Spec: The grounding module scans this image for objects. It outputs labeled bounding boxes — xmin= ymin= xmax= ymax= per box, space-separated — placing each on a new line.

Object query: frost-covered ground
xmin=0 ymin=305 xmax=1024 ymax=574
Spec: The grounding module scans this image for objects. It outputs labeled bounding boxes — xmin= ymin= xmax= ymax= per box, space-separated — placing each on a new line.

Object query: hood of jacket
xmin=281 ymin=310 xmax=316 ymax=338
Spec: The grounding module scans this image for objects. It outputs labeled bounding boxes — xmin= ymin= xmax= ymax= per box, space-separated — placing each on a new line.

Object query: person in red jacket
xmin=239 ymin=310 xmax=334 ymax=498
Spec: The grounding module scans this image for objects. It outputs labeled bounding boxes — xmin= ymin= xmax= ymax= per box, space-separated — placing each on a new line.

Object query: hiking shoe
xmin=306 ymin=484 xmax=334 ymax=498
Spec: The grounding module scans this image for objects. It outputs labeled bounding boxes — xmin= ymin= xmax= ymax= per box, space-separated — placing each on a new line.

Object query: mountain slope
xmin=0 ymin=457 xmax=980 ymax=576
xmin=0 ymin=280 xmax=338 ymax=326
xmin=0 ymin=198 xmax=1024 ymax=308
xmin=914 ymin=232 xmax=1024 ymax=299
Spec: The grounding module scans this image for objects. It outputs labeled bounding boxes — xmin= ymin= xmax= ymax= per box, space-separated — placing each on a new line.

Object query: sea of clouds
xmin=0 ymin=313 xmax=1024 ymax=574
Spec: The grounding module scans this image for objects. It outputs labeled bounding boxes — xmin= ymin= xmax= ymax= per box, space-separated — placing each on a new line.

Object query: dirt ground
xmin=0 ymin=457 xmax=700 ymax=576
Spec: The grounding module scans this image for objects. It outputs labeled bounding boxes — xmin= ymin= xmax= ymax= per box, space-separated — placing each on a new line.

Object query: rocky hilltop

---

● What this task involves
Rewrite every line of all the records above as one numbered list, leaving out the blank lines.

● Final result
1. Spec: The grounding module scans this image for objects. It outputs labeled bounding boxes — xmin= ymin= xmax= ymax= per box, space-separated — placing each on a new line.
2. Object query: frost-covered ground
3. xmin=0 ymin=305 xmax=1024 ymax=574
4. Spec: The grounding module scans this image for objects. It outputs labeled bounding boxes — xmin= ymin= xmax= ymax= per box, space-separated — placing each on a new line.
5. Object query: hood of jacket
6. xmin=281 ymin=310 xmax=316 ymax=338
7. Spec: The grounding module scans this image for objects. It outputs labeled bounding boxes — xmin= ymin= xmax= ymax= per box, space-separated — placing each on a new line.
8. Object query: person in red jacket
9. xmin=239 ymin=310 xmax=334 ymax=498
10. Spec: The grounding module scans this image for objects. It outputs labeled bounding boxes — xmin= ymin= xmax= ymax= per box, space-separated — placing each on a new line.
11. Object query: hiking shoe
12. xmin=306 ymin=484 xmax=334 ymax=498
13. Spec: The grounding module scans this image for objects. It outputs labeled bounding boxes — xmin= ymin= xmax= ymax= per box, space-separated — placing each on a new line.
14. Object query: mountain slope
15. xmin=0 ymin=457 xmax=980 ymax=576
16. xmin=0 ymin=280 xmax=338 ymax=326
17. xmin=0 ymin=198 xmax=1024 ymax=308
18. xmin=914 ymin=232 xmax=1024 ymax=299
19. Spec: The grounding module scans this image for objects. It outputs labeled bounding boxes — xmin= ymin= xmax= ymax= per box, space-separated — placing each on a new line.
20. Object query: sea of clouds
21. xmin=0 ymin=313 xmax=1024 ymax=574
22. Spec: The grounding module scans this image for objects. It outputs labeled bounding boxes — xmin= ymin= xmax= ymax= per box, space-separated — placing each on a new line.
23. Object query: dirt ground
24. xmin=0 ymin=457 xmax=700 ymax=576
25. Spec: The grounding module scans this image for objects. It outputs labeled bounding boxes — xmin= ymin= xmax= ymax= per box, space-separated — placing each on a new line.
26. Object query: rocky hilltop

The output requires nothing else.